**THINGS TO DO:**
(1) In the text about Biden's health care speech, reproduce word for word the passage running from "Responding to Biden’s" up to and including "against the president.".
(2) Render this sentence from the text about Biden's health care speech into Spanish: "The president, notably, has repeatedly refused to wear a mask in public."

== TEXT

Biden once again urged the president to "drop the lawsuit. Stop trying to get rid of the Affordable Care Act. Stop taking away peoples’ health care and their peace of mind."

"I think it’s cruel, it’s heartless, it’s callous,” Biden said of Trump’s attempts to dismantle Obamacare. "It’s all because in my view he can’t abide the thought of letting stand one of President Obama’s great achievements."

And he vowed that “if Donald Trump refuses to end his senseless crusade against health coverage, I look forward to ending it for him."

The former vice president also spotlighted the president's theory that fewer tests will mean fewer cases of the coronavirus, which puts the president at odds with public health experts, who are pushing for an increase in testing to contain the virus.

Biden noted that the president's “called testing ‘a double-edged sword.’ Let’s be crystal clear about what he means by that.”

“Testing unequivocally saves lives, and widespread testing is the key to opening up our economy again — so that’s one edge of the sword,” Biden said “The other edge: that he thinks finding out that more Americans are sick will make him look bad. And that’s what he’s worried about. He’s worried about looking bad.”

Biden, who wore a black mask as he met with the families and as he began his speech, urged that "we're going to have to wear masks... I wear it everywhere I go... I know as Americans, it's not something that we're used to, but it matters."

The president, notably, has repeatedly refused to wear a mask in public.

Responding to Biden’s speech, Trump campaign deputy press secretary Ken Farnaso charged that “Biden is notorious for not making sense, so we shouldn’t be surprised that he chose Pennsylvania to tout his failed record on healthcare that increased taxes on every day Pennsylvanians, and continues to tout the endorsement of anti-energy groups who support eliminating more than 600,000 Pennsylvania jobs.”

Health care and specifically protecting Obamacare proved to be a winning issue for Democrats in 2018, as the party regained the House majority for the first time in eight years. Health care was a leading issue in the Democratic presidential primaries the past year, and the Biden campaign believes it’s a winning issue in the general election showdown against the president.

====
== SOURCE MATERIAL

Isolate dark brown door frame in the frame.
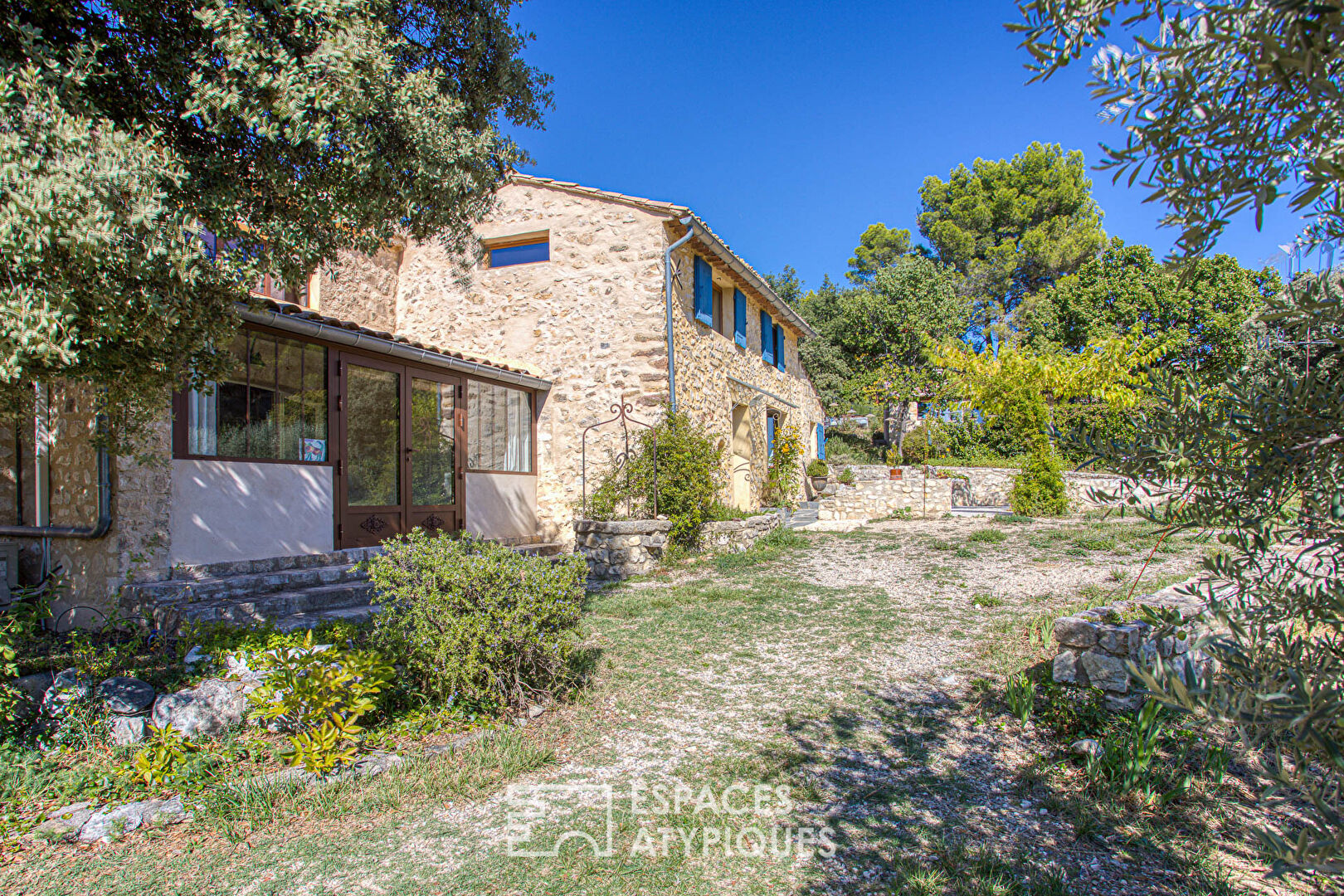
[328,349,466,549]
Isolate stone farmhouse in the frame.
[0,174,824,625]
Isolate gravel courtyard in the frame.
[10,519,1324,896]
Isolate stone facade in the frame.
[0,382,171,627]
[321,178,824,540]
[574,514,783,582]
[817,465,1122,520]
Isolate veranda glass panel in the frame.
[345,364,402,506]
[411,376,457,506]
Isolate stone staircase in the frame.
[119,543,561,633]
[783,501,821,529]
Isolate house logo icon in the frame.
[504,785,614,859]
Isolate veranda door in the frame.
[336,352,465,548]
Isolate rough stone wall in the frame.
[574,514,783,582]
[316,246,402,334]
[395,184,677,540]
[817,464,1121,520]
[0,384,171,625]
[1051,580,1212,709]
[672,240,825,506]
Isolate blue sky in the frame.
[514,0,1297,286]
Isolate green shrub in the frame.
[368,531,587,708]
[1008,441,1069,516]
[587,410,723,547]
[249,631,392,774]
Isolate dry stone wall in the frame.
[574,514,783,582]
[0,382,172,625]
[1052,580,1212,709]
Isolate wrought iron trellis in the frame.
[579,402,659,517]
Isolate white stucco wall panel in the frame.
[465,473,536,538]
[171,460,334,564]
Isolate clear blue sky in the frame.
[514,0,1297,286]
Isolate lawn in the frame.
[0,519,1322,896]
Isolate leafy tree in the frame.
[816,256,971,450]
[1015,238,1282,382]
[1010,0,1344,256]
[919,143,1106,326]
[845,222,914,284]
[765,265,802,308]
[0,0,548,448]
[1020,0,1344,874]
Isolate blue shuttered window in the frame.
[733,289,747,348]
[695,256,713,326]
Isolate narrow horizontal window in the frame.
[485,232,551,267]
[466,380,533,473]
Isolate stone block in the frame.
[1051,650,1088,685]
[1055,614,1098,647]
[1079,647,1129,694]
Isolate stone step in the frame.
[124,582,373,630]
[130,562,367,603]
[172,545,382,582]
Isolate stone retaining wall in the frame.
[816,464,1121,520]
[1052,579,1212,709]
[574,514,783,582]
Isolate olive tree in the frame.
[0,0,550,446]
[1016,0,1344,873]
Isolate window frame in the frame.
[172,324,334,466]
[462,373,542,475]
[481,228,551,270]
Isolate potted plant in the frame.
[808,458,830,494]
[887,449,900,480]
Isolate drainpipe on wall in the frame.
[663,217,695,411]
[0,382,111,543]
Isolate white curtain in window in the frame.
[187,382,219,455]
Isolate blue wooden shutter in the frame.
[733,289,747,348]
[695,256,713,326]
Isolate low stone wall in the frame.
[700,514,783,553]
[574,514,783,582]
[816,464,1121,520]
[817,466,956,520]
[1052,579,1212,709]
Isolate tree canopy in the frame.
[1016,238,1282,382]
[845,221,914,284]
[0,0,548,441]
[1010,0,1344,256]
[919,143,1106,331]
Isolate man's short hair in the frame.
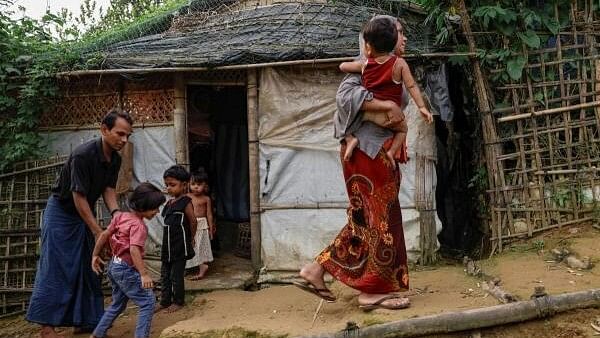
[101,108,133,130]
[163,165,190,183]
[363,17,398,53]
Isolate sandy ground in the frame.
[0,226,600,338]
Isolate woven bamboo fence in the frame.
[40,75,175,130]
[0,157,64,316]
[463,0,600,253]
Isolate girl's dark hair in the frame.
[363,18,398,53]
[191,168,208,183]
[128,182,166,212]
[163,165,190,182]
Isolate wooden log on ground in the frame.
[306,289,600,338]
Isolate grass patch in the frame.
[160,327,289,338]
[363,316,386,327]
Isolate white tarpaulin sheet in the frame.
[259,68,441,270]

====

**SOLVED PROBLEMS:**
(1)
Responding to Biden’s speech, Trump campaign deputy press secretary Ken Farnaso charged that “Biden is notorious for not making sense, so we shouldn’t be surprised that he chose Pennsylvania to tout his failed record on healthcare that increased taxes on every day Pennsylvanians, and continues to tout the endorsement of anti-energy groups who support eliminating more than 600,000 Pennsylvania jobs.”

Health care and specifically protecting Obamacare proved to be a winning issue for Democrats in 2018, as the party regained the House majority for the first time in eight years. Health care was a leading issue in the Democratic presidential primaries the past year, and the Biden campaign believes it’s a winning issue in the general election showdown against the president.

(2) El presidente, notablemente, se ha negado repetidamente a usar una mascarilla en público.